GIVEN RECORDS:
= = = = = = =
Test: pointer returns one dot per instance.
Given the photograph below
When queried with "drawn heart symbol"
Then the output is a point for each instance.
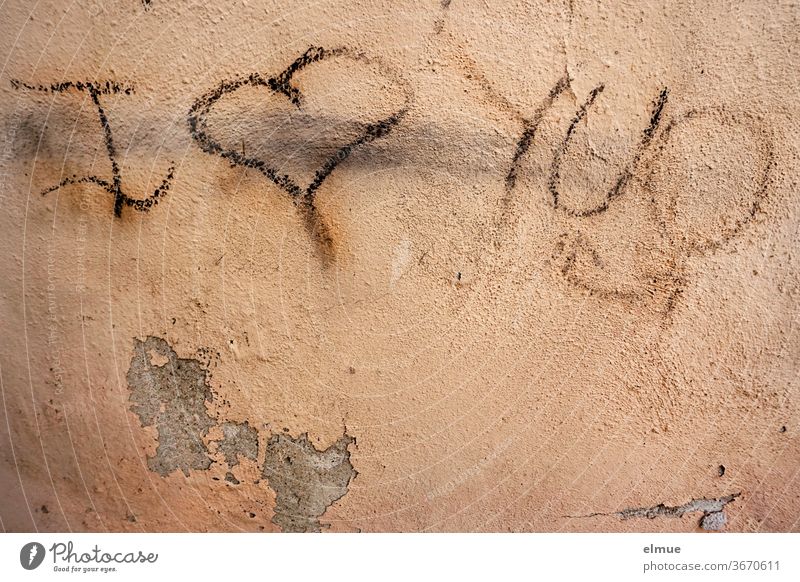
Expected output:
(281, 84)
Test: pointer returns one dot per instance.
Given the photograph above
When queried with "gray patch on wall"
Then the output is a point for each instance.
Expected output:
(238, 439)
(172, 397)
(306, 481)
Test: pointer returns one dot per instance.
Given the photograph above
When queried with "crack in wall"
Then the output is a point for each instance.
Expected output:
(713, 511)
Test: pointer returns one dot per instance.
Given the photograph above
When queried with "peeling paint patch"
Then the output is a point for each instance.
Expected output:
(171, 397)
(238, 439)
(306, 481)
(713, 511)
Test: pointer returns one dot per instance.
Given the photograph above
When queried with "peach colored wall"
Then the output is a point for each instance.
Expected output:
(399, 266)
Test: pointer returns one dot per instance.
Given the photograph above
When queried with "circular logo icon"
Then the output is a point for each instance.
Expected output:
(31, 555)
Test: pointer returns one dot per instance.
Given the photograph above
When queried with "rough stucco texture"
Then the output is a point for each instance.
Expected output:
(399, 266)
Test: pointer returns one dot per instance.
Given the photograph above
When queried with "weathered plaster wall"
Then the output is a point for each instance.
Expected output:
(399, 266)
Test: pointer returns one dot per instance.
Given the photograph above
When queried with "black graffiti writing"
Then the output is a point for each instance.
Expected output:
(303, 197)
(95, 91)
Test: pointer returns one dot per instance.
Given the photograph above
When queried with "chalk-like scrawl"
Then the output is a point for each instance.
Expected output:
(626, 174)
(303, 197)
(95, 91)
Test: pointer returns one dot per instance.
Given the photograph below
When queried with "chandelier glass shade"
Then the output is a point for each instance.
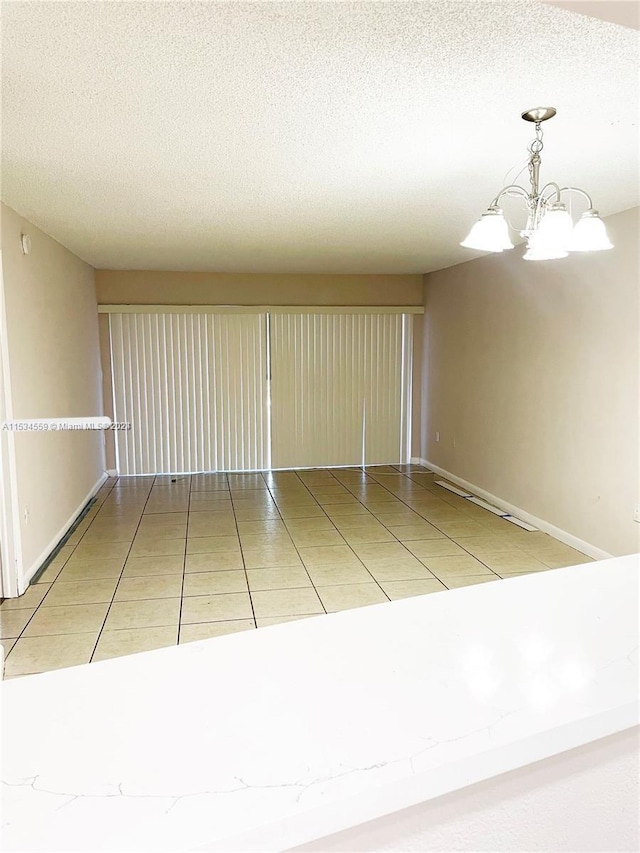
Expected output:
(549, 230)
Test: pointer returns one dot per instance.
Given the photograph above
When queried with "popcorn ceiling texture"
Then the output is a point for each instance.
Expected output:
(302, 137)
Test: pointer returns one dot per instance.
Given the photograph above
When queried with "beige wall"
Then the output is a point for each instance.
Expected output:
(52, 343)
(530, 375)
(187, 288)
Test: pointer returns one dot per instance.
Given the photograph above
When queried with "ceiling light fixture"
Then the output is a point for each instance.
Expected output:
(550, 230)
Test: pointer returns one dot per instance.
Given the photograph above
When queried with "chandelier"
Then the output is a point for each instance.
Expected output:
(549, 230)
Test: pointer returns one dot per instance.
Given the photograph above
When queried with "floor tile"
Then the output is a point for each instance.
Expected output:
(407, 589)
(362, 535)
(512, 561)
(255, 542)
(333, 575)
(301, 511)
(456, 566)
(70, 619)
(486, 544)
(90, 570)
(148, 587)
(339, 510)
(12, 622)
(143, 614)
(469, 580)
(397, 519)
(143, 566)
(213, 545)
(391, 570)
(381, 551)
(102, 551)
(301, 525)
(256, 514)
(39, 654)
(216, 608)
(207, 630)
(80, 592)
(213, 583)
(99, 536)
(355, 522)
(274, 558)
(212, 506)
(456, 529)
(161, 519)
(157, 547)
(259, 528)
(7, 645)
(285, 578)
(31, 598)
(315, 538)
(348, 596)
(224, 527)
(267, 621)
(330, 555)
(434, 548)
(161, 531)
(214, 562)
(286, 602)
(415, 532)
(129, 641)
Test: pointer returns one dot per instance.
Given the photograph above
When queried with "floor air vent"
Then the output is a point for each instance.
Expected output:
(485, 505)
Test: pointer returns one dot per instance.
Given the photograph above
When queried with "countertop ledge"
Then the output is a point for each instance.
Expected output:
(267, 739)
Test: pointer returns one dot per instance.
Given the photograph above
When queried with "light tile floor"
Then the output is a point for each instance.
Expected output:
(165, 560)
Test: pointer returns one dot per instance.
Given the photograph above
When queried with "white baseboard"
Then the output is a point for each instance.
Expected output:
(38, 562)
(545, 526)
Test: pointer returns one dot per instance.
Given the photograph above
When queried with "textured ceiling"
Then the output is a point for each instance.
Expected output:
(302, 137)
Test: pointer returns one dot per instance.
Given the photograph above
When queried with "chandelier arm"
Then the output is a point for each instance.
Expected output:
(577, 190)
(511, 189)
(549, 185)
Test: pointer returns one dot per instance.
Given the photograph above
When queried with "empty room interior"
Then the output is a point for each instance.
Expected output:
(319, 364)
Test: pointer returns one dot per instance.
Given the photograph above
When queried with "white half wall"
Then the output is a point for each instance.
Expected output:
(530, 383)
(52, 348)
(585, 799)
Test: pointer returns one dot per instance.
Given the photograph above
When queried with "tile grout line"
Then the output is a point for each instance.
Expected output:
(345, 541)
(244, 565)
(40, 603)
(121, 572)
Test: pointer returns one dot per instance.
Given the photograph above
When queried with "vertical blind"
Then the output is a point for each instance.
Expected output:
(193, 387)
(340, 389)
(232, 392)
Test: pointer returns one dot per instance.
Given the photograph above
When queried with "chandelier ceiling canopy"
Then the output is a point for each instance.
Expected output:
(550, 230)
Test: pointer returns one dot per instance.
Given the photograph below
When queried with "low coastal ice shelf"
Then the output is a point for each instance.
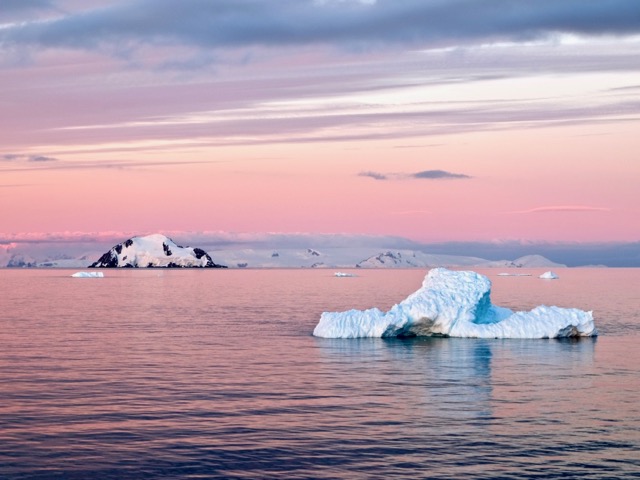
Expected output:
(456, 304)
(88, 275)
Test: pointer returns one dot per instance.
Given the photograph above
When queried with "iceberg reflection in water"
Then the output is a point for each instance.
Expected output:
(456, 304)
= = = = = = =
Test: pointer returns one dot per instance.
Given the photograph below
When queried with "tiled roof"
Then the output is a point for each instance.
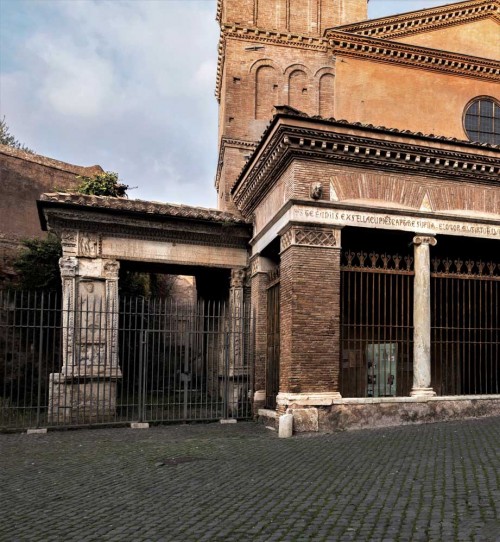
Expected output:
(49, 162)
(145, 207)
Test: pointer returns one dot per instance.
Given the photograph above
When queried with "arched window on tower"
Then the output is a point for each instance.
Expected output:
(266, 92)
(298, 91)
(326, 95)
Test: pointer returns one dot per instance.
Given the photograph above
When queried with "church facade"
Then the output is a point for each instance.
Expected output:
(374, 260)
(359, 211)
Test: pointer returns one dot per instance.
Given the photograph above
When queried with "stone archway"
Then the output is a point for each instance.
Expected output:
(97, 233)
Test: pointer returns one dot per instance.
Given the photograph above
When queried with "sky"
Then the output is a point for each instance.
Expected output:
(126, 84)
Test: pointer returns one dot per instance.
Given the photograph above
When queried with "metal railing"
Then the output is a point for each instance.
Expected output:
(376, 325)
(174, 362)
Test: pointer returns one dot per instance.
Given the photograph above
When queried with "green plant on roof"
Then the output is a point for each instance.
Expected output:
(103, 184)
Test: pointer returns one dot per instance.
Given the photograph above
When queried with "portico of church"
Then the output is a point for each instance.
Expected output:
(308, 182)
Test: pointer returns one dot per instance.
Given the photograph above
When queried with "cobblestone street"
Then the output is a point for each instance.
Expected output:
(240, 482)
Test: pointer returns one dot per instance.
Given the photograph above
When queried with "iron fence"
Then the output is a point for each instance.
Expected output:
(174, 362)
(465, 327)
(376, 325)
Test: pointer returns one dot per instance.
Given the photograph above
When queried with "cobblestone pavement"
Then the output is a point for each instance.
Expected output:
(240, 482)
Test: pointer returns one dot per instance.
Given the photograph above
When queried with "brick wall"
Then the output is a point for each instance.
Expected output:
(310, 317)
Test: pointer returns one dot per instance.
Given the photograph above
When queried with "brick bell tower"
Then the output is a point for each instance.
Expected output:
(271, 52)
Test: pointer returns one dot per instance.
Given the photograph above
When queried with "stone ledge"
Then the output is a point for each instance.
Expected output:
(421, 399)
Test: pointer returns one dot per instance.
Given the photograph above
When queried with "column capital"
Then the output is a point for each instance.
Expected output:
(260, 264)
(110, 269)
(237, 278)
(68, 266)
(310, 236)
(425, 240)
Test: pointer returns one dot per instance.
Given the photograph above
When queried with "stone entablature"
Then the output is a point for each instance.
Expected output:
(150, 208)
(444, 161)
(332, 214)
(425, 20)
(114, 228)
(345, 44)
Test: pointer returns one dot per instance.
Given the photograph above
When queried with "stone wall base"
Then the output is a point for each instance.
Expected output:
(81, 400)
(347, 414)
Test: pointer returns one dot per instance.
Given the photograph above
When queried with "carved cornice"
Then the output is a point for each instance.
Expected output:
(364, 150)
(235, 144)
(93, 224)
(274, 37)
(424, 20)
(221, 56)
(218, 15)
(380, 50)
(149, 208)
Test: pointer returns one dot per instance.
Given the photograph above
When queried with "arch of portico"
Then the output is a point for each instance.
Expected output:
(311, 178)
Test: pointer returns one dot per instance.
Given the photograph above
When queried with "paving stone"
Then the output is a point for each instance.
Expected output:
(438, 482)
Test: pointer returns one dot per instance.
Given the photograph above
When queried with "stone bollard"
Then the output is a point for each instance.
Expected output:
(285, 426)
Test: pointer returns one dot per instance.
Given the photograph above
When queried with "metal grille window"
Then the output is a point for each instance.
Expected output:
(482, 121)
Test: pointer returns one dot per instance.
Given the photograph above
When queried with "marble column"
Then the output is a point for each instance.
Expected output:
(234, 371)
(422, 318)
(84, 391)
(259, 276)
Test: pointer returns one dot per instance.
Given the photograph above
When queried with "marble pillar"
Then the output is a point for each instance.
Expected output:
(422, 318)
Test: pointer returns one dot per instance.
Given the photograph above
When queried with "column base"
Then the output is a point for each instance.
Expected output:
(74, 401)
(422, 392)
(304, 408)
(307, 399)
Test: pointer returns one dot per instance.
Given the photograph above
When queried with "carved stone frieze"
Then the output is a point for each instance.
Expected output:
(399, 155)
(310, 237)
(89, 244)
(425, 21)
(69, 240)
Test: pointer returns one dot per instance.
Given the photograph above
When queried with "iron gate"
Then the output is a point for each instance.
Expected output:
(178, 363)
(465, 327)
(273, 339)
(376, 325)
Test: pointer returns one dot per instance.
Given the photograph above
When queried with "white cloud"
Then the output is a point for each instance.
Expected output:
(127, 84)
= = = = = = =
YOUR INSTRUCTIONS: Pick out every line of the rows above that contains the word "iron", and copy each one in full.

COMPLETE OUTPUT:
When queried with "iron fence"
When queried with "iron gate"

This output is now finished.